» Instructions to follow:
All lines from the one with "balcony in the photo above." to the end need to be copied exactly, with nothing before them.

» Available records:
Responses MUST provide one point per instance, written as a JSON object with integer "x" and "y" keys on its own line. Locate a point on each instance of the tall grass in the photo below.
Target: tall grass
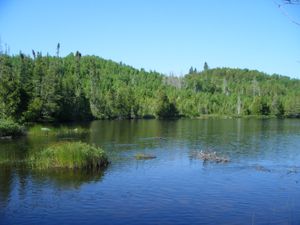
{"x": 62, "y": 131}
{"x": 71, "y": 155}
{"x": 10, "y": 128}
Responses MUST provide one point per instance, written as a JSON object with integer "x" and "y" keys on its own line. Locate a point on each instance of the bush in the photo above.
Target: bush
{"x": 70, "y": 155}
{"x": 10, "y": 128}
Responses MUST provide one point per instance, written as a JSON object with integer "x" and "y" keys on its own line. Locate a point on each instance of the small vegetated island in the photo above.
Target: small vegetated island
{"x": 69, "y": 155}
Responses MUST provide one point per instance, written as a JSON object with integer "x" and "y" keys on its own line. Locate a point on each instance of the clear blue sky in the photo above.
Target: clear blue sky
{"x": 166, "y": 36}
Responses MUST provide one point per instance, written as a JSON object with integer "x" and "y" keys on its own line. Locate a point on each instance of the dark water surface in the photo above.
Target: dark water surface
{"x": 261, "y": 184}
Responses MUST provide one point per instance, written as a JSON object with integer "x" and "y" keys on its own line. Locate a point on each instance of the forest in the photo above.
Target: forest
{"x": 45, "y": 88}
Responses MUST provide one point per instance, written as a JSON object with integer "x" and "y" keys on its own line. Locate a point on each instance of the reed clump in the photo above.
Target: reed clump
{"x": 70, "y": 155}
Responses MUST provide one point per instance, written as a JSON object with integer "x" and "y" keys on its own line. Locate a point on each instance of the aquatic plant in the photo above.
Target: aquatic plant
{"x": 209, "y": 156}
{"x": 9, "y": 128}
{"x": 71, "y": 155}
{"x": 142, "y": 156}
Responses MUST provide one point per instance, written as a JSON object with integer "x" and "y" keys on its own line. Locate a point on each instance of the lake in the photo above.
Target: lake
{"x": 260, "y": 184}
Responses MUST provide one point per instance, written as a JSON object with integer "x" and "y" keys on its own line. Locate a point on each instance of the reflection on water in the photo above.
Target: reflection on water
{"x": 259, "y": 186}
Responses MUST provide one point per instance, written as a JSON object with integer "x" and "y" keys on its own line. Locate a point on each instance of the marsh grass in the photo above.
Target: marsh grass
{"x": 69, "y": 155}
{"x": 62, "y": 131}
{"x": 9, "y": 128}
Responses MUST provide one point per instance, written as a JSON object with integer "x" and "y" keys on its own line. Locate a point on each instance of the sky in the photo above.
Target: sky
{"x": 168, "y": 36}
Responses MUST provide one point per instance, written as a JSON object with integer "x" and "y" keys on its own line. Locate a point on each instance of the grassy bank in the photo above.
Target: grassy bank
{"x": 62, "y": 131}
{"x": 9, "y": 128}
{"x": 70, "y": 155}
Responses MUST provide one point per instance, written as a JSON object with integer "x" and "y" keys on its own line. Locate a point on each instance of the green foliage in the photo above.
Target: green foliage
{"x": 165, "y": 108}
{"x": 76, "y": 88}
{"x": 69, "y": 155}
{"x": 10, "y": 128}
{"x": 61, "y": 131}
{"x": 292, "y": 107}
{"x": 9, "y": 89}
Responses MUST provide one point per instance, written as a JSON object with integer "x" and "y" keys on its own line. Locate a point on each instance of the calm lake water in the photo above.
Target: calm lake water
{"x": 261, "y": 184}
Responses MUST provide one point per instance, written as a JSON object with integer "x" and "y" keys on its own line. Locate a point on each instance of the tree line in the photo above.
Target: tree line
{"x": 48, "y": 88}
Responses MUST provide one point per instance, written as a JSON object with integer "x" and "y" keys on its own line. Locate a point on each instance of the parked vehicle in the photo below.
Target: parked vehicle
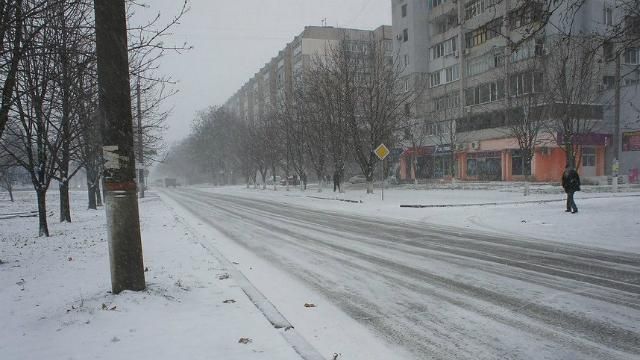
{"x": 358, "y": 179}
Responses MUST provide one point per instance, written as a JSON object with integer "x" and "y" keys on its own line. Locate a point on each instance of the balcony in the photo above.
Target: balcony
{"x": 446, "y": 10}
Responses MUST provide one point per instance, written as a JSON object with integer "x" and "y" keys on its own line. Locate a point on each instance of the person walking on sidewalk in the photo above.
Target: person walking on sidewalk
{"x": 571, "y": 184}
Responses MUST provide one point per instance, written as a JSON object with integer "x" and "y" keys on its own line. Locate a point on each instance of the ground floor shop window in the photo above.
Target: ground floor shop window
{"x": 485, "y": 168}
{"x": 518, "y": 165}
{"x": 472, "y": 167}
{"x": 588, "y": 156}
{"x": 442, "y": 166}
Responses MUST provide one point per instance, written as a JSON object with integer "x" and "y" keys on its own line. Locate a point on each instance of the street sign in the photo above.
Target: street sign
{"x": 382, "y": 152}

» Solution to this problem:
Responses MUST provide one point per instance, written as a JSON object with integer "x" and "y" keys on its own line. Locate a point on each instance of the balcony in the photo above.
Target: balcony
{"x": 446, "y": 10}
Responses MUST provide one point per instance, written as a JSON object with integer "x" and "y" keys on its own line. Locate a point on each instance of the person walking on sidewalk in the photo above.
Target: person walking on sidewalk
{"x": 571, "y": 184}
Responses MUST provide one point per instance, written as a JSON object with integer "x" and "y" keys on its own line. Locate a point on each instance of the ground floor shop window in the photo above.
Target: ground floor shop window
{"x": 485, "y": 168}
{"x": 518, "y": 165}
{"x": 472, "y": 167}
{"x": 588, "y": 156}
{"x": 442, "y": 166}
Responses MUST provide one point per instance, written as a JSON object with integer "x" and "y" keys on its own line. Locate a point on each instance of the street sign in the photo above.
Target: street sign
{"x": 382, "y": 152}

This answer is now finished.